COMPLETE THE FOLLOWING ->
a - Reproduce the passage from the excerpt on the proposed Regulation, from "Some groups are" up to and including "technology at hand.".
b - In the excerpt on the proposed Regulation, what must happen before detection of child sexual abuse would take place?
c - Summarize the excerpt on the proposed Regulation in two sentences.
# EXCERPT TO READ start
Read more about the key facts and the main questions regarding the proposed Regulation to combat and prevent child sexual abuse.

Some groups are intentionally misleading you about what this proposed Regulation means for Europe. Will this Regulation unleash mass surveillance? How are detection technologies really affecting privacy? Can this technology be used for pervasive objectives by totalitarian governments? Most of these questions build on a misinterpretation of the process established by the proposed Regulation and a misunderstanding of the technology at hand.

The unsolicited contact of an adult to a child with sexual intent and the dissemination of images and videos depicting the sexual abuse of a child are breaches of the child’s right to privacy. This proposed Regulation includes strong safeguards to guarantee the privacy of both children and users is preserved. Detection of child sexual abuse (CSA) is a last resort: it would only happen after a thorough process of risk assessment and authorisation by a national court. The Regulation is built to ensure that privacy intrusions are minimised and are proportionate to the risk of a child suffering from online abuse. These safeguards include high security & privacy standards for detection technologies, judicial competence to issue detection orders, review by national Coordinating Authorities and Data Protection authorities, among others.
# EXCERPT TO READ end
# STORED ROWS start
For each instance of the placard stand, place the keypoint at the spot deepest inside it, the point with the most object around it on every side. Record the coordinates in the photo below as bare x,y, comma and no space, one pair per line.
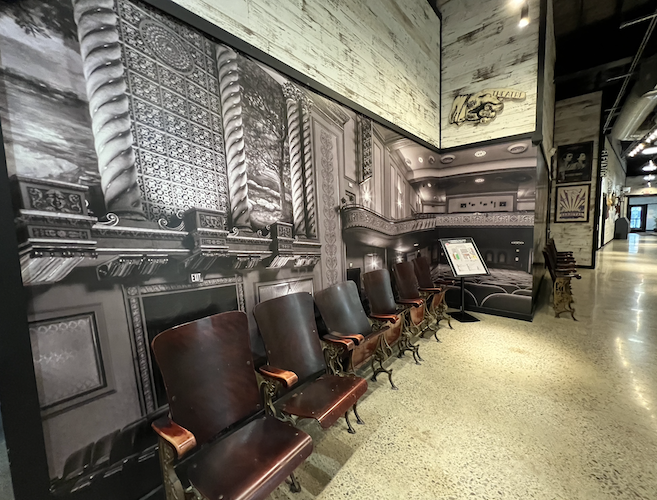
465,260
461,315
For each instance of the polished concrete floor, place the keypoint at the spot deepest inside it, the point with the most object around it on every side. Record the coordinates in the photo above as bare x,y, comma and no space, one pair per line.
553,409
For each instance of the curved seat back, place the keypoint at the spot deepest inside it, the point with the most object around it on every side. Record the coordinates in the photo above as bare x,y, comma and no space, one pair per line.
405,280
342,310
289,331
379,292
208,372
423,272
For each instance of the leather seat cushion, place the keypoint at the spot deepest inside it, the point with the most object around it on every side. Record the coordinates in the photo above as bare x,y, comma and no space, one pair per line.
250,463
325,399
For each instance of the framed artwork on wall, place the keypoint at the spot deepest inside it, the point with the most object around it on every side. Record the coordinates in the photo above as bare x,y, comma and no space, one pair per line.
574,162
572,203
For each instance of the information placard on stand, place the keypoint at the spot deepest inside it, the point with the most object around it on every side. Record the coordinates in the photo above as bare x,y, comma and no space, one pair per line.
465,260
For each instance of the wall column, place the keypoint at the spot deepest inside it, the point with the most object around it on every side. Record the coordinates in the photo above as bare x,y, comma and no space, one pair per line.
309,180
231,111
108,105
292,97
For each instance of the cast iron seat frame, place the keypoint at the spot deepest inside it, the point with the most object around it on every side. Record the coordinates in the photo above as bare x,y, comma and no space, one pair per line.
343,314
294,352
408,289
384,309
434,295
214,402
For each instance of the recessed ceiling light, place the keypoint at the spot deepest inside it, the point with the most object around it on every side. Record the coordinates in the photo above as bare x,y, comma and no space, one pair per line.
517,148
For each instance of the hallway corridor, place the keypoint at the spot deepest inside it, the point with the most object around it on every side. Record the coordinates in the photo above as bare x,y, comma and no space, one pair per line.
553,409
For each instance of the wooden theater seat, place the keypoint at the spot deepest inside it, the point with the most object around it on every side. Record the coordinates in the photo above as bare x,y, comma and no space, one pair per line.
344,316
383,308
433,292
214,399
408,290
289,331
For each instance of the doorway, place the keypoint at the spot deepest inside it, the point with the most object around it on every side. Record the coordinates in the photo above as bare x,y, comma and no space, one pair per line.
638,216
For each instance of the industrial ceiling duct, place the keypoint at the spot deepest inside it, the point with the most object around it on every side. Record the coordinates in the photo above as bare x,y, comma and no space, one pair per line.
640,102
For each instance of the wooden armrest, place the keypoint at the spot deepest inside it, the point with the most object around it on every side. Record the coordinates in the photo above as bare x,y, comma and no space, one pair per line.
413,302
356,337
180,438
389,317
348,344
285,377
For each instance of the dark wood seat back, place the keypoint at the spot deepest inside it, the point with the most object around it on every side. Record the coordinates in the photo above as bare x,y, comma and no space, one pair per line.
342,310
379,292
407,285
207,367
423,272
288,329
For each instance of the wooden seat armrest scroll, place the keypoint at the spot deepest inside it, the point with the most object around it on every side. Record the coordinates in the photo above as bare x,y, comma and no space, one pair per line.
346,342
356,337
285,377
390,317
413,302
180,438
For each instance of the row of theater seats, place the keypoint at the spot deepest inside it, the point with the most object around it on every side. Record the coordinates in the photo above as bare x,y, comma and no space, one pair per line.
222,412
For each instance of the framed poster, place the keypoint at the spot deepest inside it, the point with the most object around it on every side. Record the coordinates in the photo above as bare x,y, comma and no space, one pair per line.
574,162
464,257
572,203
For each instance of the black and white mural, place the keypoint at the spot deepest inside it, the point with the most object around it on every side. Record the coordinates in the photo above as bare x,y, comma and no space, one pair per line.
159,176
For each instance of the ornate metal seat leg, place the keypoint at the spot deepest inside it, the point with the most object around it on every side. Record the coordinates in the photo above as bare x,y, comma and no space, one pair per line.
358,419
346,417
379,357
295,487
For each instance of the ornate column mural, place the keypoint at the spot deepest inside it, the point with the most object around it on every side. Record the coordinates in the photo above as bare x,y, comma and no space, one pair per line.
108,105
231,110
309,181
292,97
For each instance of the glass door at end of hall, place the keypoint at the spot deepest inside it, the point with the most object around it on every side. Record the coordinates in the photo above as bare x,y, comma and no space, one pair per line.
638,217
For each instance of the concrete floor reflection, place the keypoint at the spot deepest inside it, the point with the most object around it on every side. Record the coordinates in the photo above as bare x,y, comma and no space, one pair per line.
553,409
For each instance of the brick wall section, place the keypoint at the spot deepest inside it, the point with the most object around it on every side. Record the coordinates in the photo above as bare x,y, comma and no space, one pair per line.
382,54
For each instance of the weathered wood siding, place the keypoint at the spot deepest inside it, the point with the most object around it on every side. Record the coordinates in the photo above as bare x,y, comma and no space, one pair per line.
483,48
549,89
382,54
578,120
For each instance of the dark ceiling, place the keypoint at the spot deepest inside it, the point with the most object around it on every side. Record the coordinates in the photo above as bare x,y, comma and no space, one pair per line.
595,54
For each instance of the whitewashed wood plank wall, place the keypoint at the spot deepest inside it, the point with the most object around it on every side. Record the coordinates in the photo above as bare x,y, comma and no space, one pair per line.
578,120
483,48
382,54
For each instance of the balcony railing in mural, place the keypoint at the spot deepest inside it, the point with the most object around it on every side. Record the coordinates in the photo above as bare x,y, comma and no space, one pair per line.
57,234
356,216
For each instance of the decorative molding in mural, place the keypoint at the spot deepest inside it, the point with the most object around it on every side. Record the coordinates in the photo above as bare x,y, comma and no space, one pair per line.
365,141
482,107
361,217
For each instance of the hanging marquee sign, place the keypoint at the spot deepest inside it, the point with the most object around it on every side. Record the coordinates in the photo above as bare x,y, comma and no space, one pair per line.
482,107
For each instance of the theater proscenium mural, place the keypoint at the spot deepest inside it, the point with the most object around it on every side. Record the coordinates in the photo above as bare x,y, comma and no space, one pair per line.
# STORED ROWS end
ANSWERS GIVEN ->
a -
Some groups are intentionally misleading you about what this proposed Regulation means for Europe. Will this Regulation unleash mass surveillance? How are detection technologies really affecting privacy? Can this technology be used for pervasive objectives by totalitarian governments? Most of these questions build on a misinterpretation of the process established by the proposed Regulation and a misunderstanding of the technology at hand.

b - A thorough process of risk assessment and authorisation by a national court.

c - The excerpt says some groups are intentionally misleading people about the proposed Regulation to combat and prevent child sexual abuse, and that most questions about mass surveillance and privacy rest on a misinterpretation of its process and a misunderstanding of the technology. It states that the Regulation includes strong safeguards to preserve the privacy of children and users, making detection a last resort after risk assessment and authorisation by a national court, with safeguards such as high security and privacy standards, judicial competence to issue detection orders, and review by national Coordinating Authorities and Data Protection authorities.